__Problems to solve__
1) Answer these from the blog post on Google's algorithm:
(a) On which site is the thread that bloggers are commenting about?
(b) Which three companies does the author say could use the leaked algorithm as competitive intelligence?
(c) In the dialogue, what does Matt say they have stolen, and from where?
2) Echo the blog post on Google's algorithm from "It reminds me" to "this puny Internet!".
3) Name every search company mentioned in the blog post on Google's algorithm.

__Supplied passage__
Lots of bloggers are commenting about this thread at Digitalpoint on why Google's algo has never been leaked. My take on the algo - it would barely help if it was public knowledge. Yes, we'd all sit down and analyze all the cool things Google can detect about trust and gaming and spam and manipulation... and then? Then, we'd go back to work trying to dream up good content and clever marketing plans to have our content receive links.
I'm not saying that there would be no room for clever spammers to build out some automated systems that might function for a few months or even a year, but they update that puppy pretty frequently. The only real value would be MSN, Yahoo! & Ask, who could use it as competitive intelligence. I guarantee that no matter how much you think you could make on the leaked Google data, those companies would find it far more lucrative.
It reminds me of a dialogue Rebecca, Matt & I had once joked about:
Matt: It's ours! We've stolen the precious Google algo from the 'plex.
Rebecca: Yeah, with our newfound knowledge, we can rule this puny Internet!

__Data provided__

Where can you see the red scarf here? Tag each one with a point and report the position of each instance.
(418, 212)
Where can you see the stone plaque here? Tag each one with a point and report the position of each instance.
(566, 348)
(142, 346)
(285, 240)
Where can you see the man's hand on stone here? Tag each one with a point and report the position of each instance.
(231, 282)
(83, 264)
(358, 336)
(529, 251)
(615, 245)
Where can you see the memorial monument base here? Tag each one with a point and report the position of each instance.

==

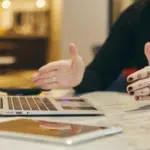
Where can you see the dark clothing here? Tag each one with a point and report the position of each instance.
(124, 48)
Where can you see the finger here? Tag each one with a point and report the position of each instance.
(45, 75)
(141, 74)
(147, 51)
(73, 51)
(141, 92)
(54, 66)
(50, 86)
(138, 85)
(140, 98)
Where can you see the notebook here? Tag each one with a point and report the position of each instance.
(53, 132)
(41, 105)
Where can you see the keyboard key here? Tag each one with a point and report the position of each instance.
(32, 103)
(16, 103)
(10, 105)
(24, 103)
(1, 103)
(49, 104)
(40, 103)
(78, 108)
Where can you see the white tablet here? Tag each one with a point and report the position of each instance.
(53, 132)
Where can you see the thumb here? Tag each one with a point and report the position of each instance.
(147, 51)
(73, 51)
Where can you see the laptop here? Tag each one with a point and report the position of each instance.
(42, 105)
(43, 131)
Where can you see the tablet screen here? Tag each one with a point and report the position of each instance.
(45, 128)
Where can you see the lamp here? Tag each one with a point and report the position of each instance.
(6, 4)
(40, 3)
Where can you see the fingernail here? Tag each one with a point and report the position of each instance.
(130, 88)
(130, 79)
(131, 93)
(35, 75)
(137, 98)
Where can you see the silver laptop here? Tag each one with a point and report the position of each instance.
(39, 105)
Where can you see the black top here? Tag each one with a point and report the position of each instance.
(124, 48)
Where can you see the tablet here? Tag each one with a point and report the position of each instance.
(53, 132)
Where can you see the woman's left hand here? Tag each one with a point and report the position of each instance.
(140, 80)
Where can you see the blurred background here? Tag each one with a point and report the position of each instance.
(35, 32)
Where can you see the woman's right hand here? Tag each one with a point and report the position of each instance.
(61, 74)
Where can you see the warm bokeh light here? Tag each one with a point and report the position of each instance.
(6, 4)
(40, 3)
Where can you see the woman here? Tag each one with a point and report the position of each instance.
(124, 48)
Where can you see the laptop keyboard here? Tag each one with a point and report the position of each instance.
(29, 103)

* * *

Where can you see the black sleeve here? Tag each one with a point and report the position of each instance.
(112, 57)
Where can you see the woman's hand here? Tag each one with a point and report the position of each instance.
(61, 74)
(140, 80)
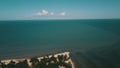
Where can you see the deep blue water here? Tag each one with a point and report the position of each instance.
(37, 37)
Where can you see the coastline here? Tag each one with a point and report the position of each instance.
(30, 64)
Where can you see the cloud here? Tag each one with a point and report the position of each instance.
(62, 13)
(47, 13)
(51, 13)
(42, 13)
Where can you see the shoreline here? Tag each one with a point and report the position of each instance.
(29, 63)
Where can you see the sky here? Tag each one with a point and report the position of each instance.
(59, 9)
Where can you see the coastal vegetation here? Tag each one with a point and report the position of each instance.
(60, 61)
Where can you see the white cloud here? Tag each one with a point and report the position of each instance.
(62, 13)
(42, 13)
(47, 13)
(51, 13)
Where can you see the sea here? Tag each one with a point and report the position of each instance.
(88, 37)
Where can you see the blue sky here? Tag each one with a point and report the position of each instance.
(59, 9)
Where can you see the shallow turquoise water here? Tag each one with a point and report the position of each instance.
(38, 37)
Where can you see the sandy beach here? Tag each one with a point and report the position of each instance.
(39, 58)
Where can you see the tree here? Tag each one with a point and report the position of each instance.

__Task responses__
1)
(a) Digitalpoint
(b) MSN, Yahoo!, and Ask
(c) The precious Google algo, from the 'plex

2)
It reminds me of a dialogue Rebecca, Matt & I had once joked about:
Matt: It's ours! We've stolen the precious Google algo from the 'plex.
Rebecca: Yeah, with our newfound knowledge, we can rule this puny Internet!

3)
Google
MSN
Yahoo!
Ask